### TEXTO PROPORCIONADO
○ ○ ○ ○
En un momento escuchamos que alguien habla sobre la descolonización de la ciencia y en otro se menciona algo sobre la búsqueda de vida inteligente en otros planetas. Incluso aparece metraje del actor y exluchador Dwyane Johnson, que se une a una protesta ecológica. ¿De qué se trata Rock Bottom Riser, entonces? De absolutamente todo. A momentos pareciera que estamos viendo una consciencia fluir libremente mientras hila ideas sobre la naturaleza y nuestra relación con ella: un ensayo epistémico sobre lo que sabemos y lo que ignoramos que se desarrolla sin decir algo concreto para simular los misterios de la realidad y de su estudio. La ciencia nos acerca a la verdad, pero es incapaz de expresarla toda.
¿Qué será del verano? y las mentiras de la imagen
El argentino Ignacio Ceroi ha hecho un documental formidable. En ¿Qué será del verano? (2021) el director comienza narrando un evento devastador: su novia se va a estudiar a Francia sin él. Desesperado, Ceroi se va tras ella y, llegando a su destino, compra una cámara sencilla para grabar su viaje pero resulta que contiene imágenes captadas por su dueño anterior. Ceroi lo contacta y le pide que hagan una película juntos donde él use las viejas imágenes y les añada las explicaciones de su creador. El hombre se llama Charles y sus palabras riman en elegancia y sinceridad con la poesía de sus imágenes, que muestran a sus perros nadando y jugando o a su familia reunida para cenar. Cada plano contiene su tiempo y los significados inmensos de una vida pacífica hasta que Charles comienza a contar la historia de su viaje a Camerún, donde conoce a una conferencista motivacional y luego se adentra en la jungla para salvar a su hijo, que combate en un conflicto separatista.
○ ○ ○ ○
### PREGUNTAS DE COMPRENSIÓN
• 1. Según el texto sobre documentales, ¿qué compra Ignacio Ceroi al llegar a su destino?
• 2. Resume en menos palabras el párrafo del texto sobre documentales que comienza con «El argentino Ignacio Ceroi» y conserva sus datos principales.
• 3. Prolonga el texto sobre documentales a partir de su última oración.

### DATOS PROPORCIONADOS
○ ○ ○ ○
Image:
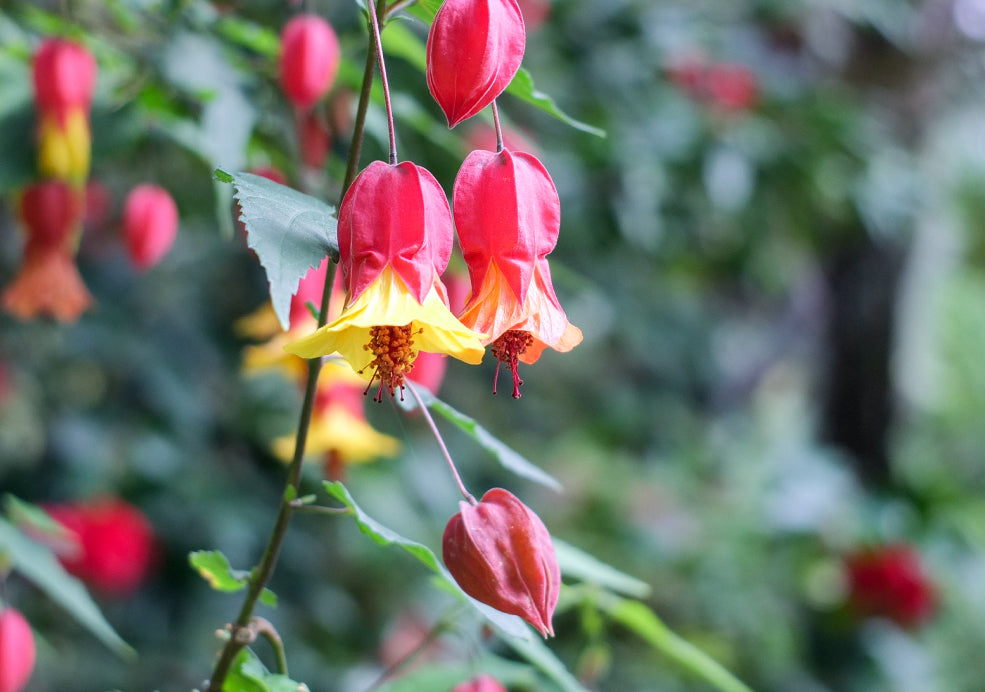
○ ○ ○ ○
### RESPUESTAS REDACTADAS
• 1. Una cámara sencilla para grabar su viaje.

• 2. En ¿Qué será del verano? (2021), documental formidable del argentino Ignacio Ceroi, el director sigue a su novia, que se fue a estudiar a Francia sin él. Al llegar, compra una cámara sencilla que contiene imágenes de su dueño anterior, Charles, y le propone hacer juntos una película con esas imágenes y sus explicaciones. Las palabras de Charles, elegantes y sinceras, acompañan escenas de sus perros y de su familia, hasta que relata su viaje a Camerún. Allí conoce a una conferencista motivacional y luego se adentra en la jungla para salvar a su hijo, que combate en un conflicto separatista.

• 3.
En algún punto uno comienza a tener la impresión de que la historia es demasiado buena y, por ello, que Ceroi es un hombre muy afortunado o un gran mentiroso, dicho sin la intención de insultar. Claramente hay elementos de ficción involucrados, pero en entrevistas y en el kit de prensa oficial Ceroi apenas si ha admitido que puede haber cosas que no sucedieron como las narra. Esto hace de la película no sólo una construcción rara que al mismo tiempo nos hace creerles a las imágenes documentales, y dudar frente al melodrama, sino una especie de performance que involucra también los aspectos promocionales y el silencio de su director.
Lo que logra Ceroi con todo ello es hacernos pensar en el documental como la falsedad que es: las imágenes podrán provenir de la realidad más aparentemente espontánea, pero el encuadre y el montaje imprimen siempre la fantasía. Nada de lo que nos presente una pantalla es más que una simulación y, sin embargo, nos conmovemos. Experimentamos el cine entre un creer y un dudar que no contienen las imaginaciones más ociosas, ésas cada vez parecen menos bienvenidas en la Berlinale.